Passage shown Start Marker

Conwell, Esther M.

Prof. Conwell received her B.A. in Physics (1942) from Brooklyn College, her M.S. in Physics (1945) from the University of Rochester, and her Ph.D. in Physics (1948) from the University of Chicago. She was an instructor in Physics at Brooklyn College (1946-1951), a researcher at Bell Laboratories (1951-1952), and a staff member at GTE Laboratories (1952-1972). In 1972, Prof. Conwell joined the Xerox Wilson Research Center, where she was a Research Fellow from 1981 to 1998. In 1998, Prof. Conwell joined the University of Rochester, where she is currently a Professor of Chemistry and of Physics.

Prof. Conwell is the recipient of numerous honors and distinctions. She is a member of the National Academy of Engineering (1980), the National Academy of Sciences (1990), and the American Academy of Arts and Sciences (1992). She received an honorary D.Sc. from Brooklyn College in 1992 and the Thomas A. Edison Medal of the IEEE in 1997. In November 2002, Discover Magazine listed Prof. Conwell as one of the 50 most prominent female scientists, and in 2005 she recevied a Dreyfus Senior Scholar Mentor Award. She was featured in the Rochester Museum of Science Exhibit "Who Makes Things Work" in Rochester in 2006, and she received the 2006 University of Rochester Susan B. Anthony Lifetime Achievement Award.

The American Chemical Society (ACS) announced on August 20, 2007 that Prof. Conwell is the winner of the 2008 ACS Award for Encouraging Women into Careers in the Chemical Sciences. The award recognizes one scientist each year who has significantly encouraged the education and professional development of women as chemists and chemical engineers.

Passage shown End Marker
Material supplied Start Marker

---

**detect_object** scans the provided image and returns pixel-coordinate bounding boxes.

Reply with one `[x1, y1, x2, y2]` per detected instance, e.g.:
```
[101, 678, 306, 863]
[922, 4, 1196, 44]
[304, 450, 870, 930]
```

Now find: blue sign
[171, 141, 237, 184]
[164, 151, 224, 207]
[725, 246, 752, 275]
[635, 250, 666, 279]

Material supplied End Marker

Description of the task =>
Answer these questions using the profile of Esther M. Conwell, marking each answer with its letter:
(a) Which university awarded her Ph.D. in Physics?
(b) In what year did she become a member of the National Academy of Sciences?
(c) On what date did the American Chemical Society announce her as the winner of its 2008 award?
You will not need the data.

Problem solution =>
(a) The University of Chicago
(b) 1990
(c) August 20, 2007